WORK TO BE COMPLETED =>
With the string "sand" as the filter, copy each matching line from the records.

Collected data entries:
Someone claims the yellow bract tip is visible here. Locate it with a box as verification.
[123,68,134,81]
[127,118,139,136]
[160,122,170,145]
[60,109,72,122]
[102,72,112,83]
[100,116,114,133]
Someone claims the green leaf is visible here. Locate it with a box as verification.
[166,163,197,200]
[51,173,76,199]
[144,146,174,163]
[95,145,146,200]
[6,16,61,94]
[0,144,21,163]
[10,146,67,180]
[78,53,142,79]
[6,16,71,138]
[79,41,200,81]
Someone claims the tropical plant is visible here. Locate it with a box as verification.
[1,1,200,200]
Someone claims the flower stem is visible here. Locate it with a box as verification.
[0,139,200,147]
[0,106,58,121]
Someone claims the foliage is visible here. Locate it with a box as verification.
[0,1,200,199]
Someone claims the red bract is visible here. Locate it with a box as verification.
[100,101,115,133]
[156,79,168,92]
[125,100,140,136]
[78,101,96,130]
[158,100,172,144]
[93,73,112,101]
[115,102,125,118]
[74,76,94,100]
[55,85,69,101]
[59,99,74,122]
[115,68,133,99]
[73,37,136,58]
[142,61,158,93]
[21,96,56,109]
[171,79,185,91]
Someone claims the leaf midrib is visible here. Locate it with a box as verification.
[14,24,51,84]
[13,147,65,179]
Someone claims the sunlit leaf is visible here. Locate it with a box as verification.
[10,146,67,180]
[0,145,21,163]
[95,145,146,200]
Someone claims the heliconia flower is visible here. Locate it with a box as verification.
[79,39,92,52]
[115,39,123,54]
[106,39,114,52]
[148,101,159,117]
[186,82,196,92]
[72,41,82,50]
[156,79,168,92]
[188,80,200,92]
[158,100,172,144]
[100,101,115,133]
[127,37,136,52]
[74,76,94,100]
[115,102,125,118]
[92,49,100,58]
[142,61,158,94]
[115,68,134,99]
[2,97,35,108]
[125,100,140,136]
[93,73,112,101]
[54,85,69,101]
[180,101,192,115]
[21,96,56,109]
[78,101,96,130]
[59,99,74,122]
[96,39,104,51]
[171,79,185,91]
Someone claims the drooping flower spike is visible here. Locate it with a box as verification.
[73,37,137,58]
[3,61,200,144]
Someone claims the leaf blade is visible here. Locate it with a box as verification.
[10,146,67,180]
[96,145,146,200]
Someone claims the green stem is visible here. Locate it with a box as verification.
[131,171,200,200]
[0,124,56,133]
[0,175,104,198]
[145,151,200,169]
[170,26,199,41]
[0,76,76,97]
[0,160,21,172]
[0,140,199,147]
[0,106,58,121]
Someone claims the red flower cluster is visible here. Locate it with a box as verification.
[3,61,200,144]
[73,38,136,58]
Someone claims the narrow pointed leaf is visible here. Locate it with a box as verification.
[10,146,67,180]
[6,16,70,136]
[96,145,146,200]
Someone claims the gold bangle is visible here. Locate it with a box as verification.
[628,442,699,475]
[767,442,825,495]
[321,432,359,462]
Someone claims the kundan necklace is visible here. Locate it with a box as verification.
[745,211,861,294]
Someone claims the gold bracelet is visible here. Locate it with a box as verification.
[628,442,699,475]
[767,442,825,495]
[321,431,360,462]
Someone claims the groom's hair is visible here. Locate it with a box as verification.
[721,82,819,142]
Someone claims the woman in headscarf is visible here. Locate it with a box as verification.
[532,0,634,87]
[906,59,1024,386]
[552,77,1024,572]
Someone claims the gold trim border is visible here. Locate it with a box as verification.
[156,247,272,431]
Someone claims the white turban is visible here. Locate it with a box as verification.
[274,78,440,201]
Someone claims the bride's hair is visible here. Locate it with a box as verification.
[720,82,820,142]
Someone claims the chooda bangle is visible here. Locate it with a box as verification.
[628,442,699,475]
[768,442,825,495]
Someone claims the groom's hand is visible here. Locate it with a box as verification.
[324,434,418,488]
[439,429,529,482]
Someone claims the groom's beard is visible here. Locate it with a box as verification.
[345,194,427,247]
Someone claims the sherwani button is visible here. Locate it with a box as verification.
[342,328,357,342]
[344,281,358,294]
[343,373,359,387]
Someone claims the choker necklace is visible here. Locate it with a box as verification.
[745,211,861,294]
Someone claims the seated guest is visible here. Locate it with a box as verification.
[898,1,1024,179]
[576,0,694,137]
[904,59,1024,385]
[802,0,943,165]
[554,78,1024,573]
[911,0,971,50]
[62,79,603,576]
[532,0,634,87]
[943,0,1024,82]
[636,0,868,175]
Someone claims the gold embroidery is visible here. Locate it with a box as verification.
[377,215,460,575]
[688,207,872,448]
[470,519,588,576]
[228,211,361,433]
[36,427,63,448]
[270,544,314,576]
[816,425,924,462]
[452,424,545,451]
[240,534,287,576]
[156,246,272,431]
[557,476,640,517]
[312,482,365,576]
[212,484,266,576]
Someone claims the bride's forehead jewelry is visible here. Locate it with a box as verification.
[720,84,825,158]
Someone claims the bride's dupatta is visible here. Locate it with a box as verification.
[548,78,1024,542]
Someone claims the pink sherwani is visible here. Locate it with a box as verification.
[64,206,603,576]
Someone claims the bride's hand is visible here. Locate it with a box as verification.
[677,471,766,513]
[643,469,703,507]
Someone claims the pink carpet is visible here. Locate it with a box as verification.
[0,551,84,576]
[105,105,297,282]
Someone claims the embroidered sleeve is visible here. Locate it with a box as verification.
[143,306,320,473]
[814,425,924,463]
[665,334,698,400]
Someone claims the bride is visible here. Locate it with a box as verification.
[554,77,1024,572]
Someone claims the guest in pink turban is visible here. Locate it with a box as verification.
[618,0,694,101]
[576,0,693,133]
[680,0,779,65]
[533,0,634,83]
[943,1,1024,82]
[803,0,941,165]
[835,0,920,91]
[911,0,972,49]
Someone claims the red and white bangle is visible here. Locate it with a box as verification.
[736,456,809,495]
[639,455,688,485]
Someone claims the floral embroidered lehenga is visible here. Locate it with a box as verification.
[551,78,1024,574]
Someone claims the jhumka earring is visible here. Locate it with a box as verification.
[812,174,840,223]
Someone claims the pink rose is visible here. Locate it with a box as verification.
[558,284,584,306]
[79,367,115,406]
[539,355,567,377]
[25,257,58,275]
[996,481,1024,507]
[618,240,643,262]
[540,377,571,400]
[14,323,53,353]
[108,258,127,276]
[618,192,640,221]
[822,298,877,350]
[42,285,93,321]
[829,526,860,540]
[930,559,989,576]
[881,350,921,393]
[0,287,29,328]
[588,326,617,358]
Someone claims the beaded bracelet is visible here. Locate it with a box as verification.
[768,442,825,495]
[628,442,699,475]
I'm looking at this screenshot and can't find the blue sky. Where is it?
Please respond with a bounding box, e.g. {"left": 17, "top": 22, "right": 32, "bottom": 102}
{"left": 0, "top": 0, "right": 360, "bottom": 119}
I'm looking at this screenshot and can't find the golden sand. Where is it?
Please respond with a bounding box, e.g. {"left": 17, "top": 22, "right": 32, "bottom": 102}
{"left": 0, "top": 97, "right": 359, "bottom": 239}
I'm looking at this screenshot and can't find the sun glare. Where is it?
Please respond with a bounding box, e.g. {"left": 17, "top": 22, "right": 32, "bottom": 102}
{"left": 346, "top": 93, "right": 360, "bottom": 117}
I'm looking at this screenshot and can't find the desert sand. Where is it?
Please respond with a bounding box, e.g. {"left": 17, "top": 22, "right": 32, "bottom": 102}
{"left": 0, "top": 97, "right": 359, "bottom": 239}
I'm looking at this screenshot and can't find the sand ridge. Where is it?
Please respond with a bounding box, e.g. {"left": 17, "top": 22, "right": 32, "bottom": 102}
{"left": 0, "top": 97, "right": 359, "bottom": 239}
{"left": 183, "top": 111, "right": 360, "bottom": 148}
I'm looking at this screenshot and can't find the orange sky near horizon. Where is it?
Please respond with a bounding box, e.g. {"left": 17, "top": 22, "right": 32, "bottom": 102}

EXERCISE RESPONSE =>
I'm looking at this screenshot and can't find the golden sand. Where is it?
I'm looking at this screenshot and can't find the desert sand. Where is it?
I'm looking at this screenshot and can't find the sand ridge. Where is it?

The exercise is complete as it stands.